» TEXT SHOWN:
*** Block opens ***

The overarching goal of this dissertation is to further the understanding of assembly in dynamic nanoscale systems. To this end, in vitro assays of kinesin motor proteins and microtubule cytoskeletal filaments are employed, providing a well-tested, minimalist, and convenient model system. In these assays, the kinesin motors are attached to the surface of the flow cell and the microtubule filaments are propelled over them.
As the majority of past studies in active self-assembly of microtubules have been performed with biotin-labeled microtubules with streptavidin as a cross-linker (a "sticky" gliding assay), the first three parts of this dissertation focus on that system. In the first part, the adsorption kinetics of the streptavidin cross-linker onto the microtubule, which determines the interaction strength between microubule building blocks, is studied. The adsorption curve suggests that this is a negatively cooperative process, and here, the cause of the apparent negative cooperativity in the adsorption process is elucidated as a combination of steric and electrostatic interactions.
In the second part, the difference between kinesin-propelled assembly and diffusion-driven assembly is investigated. While the kinesin-propelled microtubule assay has been used for over a decade, a control experiment comparing the active motor-driven system to a passive diffusion-driven system had never been performed. The control experiments showed conclusively that the passive system resulted in smaller and more disordered structures. Furthermore, these results fit well with existing models.
The third part investigates the origins of microtubule spools observed in kinesin-propelled microtubule gliding assays, where the microtubules are allowed to cross-link via streptavidin and biotin. These microtubule spools have long been considered an example of a non-equilibrium structure which arises in motor-driven assembly. These spools exist in a dynamic state, having been observed to unwind in previous studies, and store large amounts of bending energy. Determining the origins of these spools is a first step towards understanding how to induce dynamically stable states.

*** Block closes ***

» EXERCISE DESCRIPTION: Please update the microtubule assembly text from "The third part" through "dynamically stable states.", inclusive, changing "spools" to "coils" throughout.

» PROVIDED DATA:

*** Block opens ***

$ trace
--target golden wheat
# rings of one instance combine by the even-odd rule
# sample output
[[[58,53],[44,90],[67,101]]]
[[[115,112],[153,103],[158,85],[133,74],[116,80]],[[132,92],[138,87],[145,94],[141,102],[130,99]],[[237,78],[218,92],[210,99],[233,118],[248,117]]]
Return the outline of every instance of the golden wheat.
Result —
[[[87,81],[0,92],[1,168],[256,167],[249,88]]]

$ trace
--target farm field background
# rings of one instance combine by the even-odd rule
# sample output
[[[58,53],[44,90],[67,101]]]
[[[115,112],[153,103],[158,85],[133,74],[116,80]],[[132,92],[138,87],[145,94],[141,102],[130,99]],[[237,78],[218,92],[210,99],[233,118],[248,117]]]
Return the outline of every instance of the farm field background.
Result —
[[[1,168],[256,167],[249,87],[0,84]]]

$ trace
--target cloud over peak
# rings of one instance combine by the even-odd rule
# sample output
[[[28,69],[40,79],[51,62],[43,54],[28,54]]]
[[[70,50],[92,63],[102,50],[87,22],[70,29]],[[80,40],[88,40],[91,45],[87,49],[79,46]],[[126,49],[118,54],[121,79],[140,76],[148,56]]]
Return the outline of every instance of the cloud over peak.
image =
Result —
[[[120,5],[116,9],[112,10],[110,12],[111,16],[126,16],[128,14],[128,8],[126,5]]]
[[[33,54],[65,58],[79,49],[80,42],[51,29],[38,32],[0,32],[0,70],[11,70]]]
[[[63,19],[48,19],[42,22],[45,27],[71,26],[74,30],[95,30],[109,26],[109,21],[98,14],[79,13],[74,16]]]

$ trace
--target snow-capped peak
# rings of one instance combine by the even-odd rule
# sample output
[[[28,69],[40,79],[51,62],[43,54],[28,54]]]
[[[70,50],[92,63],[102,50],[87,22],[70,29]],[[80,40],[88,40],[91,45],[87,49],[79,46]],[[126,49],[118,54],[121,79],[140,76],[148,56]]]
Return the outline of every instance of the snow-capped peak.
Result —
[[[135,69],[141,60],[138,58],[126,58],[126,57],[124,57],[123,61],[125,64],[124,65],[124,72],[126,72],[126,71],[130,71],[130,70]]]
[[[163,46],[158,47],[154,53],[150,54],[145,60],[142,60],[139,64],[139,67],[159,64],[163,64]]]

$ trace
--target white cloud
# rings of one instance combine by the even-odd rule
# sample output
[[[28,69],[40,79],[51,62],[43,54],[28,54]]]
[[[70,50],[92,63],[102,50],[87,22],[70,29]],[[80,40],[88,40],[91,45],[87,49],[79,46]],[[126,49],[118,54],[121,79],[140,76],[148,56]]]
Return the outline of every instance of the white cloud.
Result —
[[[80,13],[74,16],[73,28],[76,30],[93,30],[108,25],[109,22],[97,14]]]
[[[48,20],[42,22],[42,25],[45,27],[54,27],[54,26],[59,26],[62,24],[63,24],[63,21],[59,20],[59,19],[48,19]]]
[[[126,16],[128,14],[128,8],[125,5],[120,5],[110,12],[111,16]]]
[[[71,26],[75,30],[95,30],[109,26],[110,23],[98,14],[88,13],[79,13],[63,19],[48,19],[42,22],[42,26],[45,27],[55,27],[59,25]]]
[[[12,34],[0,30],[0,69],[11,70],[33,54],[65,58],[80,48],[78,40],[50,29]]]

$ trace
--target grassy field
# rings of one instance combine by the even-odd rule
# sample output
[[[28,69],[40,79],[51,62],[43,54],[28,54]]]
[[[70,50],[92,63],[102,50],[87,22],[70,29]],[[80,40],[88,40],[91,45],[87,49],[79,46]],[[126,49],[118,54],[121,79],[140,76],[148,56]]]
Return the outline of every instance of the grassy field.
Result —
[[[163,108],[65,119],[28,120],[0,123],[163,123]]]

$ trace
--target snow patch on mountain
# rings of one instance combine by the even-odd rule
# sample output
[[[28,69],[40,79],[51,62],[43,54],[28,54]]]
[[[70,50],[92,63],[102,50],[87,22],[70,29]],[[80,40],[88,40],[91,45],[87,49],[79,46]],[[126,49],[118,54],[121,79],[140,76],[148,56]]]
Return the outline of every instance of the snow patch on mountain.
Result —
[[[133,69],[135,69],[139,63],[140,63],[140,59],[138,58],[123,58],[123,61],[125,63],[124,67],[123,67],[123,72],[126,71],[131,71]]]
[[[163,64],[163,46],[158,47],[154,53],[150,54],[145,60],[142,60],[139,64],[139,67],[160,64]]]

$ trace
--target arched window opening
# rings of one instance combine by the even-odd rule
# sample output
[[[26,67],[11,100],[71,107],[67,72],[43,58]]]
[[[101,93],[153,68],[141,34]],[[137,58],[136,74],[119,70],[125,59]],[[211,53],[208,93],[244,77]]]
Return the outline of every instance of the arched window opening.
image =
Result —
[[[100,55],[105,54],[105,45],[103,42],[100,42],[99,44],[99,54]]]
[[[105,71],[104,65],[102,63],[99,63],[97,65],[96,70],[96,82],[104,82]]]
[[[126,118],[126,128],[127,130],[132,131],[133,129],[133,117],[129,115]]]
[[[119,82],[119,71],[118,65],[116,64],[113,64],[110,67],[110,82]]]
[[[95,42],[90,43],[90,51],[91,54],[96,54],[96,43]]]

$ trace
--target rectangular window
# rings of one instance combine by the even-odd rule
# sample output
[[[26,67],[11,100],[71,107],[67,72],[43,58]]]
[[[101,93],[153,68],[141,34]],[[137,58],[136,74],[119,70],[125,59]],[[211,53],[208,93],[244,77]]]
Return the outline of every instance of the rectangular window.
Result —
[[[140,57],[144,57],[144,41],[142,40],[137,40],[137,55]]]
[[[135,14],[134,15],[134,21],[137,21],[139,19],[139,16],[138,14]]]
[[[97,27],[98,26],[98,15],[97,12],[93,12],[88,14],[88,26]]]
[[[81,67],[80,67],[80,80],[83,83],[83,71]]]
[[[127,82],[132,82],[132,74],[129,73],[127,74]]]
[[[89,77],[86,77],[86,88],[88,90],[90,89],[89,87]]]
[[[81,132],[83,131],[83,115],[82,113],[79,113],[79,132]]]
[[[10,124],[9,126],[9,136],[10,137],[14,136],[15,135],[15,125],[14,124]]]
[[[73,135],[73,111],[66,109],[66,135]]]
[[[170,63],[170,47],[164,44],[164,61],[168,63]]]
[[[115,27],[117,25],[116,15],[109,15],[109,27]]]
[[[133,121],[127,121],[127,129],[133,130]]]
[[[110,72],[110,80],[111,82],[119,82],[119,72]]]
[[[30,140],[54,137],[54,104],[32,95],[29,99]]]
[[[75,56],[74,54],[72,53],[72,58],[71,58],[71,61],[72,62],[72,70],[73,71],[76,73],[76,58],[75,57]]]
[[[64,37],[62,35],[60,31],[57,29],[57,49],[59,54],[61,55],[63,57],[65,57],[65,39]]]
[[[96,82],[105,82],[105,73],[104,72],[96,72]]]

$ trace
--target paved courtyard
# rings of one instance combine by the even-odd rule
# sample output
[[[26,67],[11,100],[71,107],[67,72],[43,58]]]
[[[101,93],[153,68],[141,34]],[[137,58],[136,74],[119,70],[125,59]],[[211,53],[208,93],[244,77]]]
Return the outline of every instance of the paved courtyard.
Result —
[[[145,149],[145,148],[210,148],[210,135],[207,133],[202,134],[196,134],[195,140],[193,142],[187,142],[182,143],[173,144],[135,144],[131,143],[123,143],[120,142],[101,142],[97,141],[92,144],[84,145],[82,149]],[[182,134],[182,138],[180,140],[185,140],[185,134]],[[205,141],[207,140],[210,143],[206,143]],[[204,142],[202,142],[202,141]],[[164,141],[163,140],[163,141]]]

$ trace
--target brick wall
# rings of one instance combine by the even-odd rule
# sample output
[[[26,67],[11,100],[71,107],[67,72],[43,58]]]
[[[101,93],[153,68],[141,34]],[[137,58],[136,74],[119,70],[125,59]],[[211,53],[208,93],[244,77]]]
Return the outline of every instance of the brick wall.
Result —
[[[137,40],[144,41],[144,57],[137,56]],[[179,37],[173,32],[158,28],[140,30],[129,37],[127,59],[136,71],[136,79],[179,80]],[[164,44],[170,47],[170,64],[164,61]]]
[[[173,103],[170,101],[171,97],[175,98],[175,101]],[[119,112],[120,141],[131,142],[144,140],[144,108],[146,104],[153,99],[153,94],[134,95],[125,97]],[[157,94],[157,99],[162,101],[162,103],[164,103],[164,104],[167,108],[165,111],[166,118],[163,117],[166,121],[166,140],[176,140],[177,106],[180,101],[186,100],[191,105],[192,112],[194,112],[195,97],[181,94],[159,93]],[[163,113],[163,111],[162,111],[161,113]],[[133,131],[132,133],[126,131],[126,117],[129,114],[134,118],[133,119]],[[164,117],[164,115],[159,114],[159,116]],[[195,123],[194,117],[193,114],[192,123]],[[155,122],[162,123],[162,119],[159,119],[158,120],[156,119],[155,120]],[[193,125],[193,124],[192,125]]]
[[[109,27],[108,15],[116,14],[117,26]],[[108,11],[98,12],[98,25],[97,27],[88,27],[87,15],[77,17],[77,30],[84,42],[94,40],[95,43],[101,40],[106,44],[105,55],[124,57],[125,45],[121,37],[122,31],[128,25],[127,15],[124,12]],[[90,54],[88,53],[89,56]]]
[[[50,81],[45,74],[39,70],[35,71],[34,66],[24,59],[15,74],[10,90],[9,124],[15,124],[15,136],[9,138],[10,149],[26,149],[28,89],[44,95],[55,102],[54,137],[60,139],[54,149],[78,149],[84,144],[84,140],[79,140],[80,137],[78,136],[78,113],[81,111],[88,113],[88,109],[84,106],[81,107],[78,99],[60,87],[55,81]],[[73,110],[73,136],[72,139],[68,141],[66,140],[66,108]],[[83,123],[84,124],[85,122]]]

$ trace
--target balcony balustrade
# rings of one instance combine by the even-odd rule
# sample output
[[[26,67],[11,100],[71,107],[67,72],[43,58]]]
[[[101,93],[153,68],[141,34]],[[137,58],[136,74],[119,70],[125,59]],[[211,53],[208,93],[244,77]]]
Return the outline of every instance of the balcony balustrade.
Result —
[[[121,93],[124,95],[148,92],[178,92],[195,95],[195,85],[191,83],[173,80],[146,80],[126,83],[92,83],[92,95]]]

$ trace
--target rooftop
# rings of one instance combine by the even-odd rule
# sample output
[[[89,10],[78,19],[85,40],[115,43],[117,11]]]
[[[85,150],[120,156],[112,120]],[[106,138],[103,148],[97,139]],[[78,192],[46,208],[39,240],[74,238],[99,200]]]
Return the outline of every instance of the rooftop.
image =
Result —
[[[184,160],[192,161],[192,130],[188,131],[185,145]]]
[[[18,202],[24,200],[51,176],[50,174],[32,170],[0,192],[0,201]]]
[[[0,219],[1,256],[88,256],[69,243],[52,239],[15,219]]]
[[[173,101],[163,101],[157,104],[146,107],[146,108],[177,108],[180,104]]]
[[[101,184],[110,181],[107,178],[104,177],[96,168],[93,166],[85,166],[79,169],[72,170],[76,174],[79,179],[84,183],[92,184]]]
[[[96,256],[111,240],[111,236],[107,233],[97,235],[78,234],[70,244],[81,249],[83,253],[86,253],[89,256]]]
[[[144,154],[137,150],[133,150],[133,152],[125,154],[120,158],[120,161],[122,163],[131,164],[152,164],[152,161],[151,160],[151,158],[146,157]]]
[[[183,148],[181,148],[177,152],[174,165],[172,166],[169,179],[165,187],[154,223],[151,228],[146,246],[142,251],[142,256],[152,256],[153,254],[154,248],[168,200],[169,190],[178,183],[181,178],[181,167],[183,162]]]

*** Block closes ***

» WRITTEN ANSWER:
The third part investigates the origins of microtubule coils observed in kinesin-propelled microtubule gliding assays, where the microtubules are allowed to cross-link via streptavidin and biotin. These microtubule coils have long been considered an example of a non-equilibrium structure which arises in motor-driven assembly. These coils exist in a dynamic state, having been observed to unwind in previous studies, and store large amounts of bending energy. Determining the origins of these coils is a first step towards understanding how to induce dynamically stable states.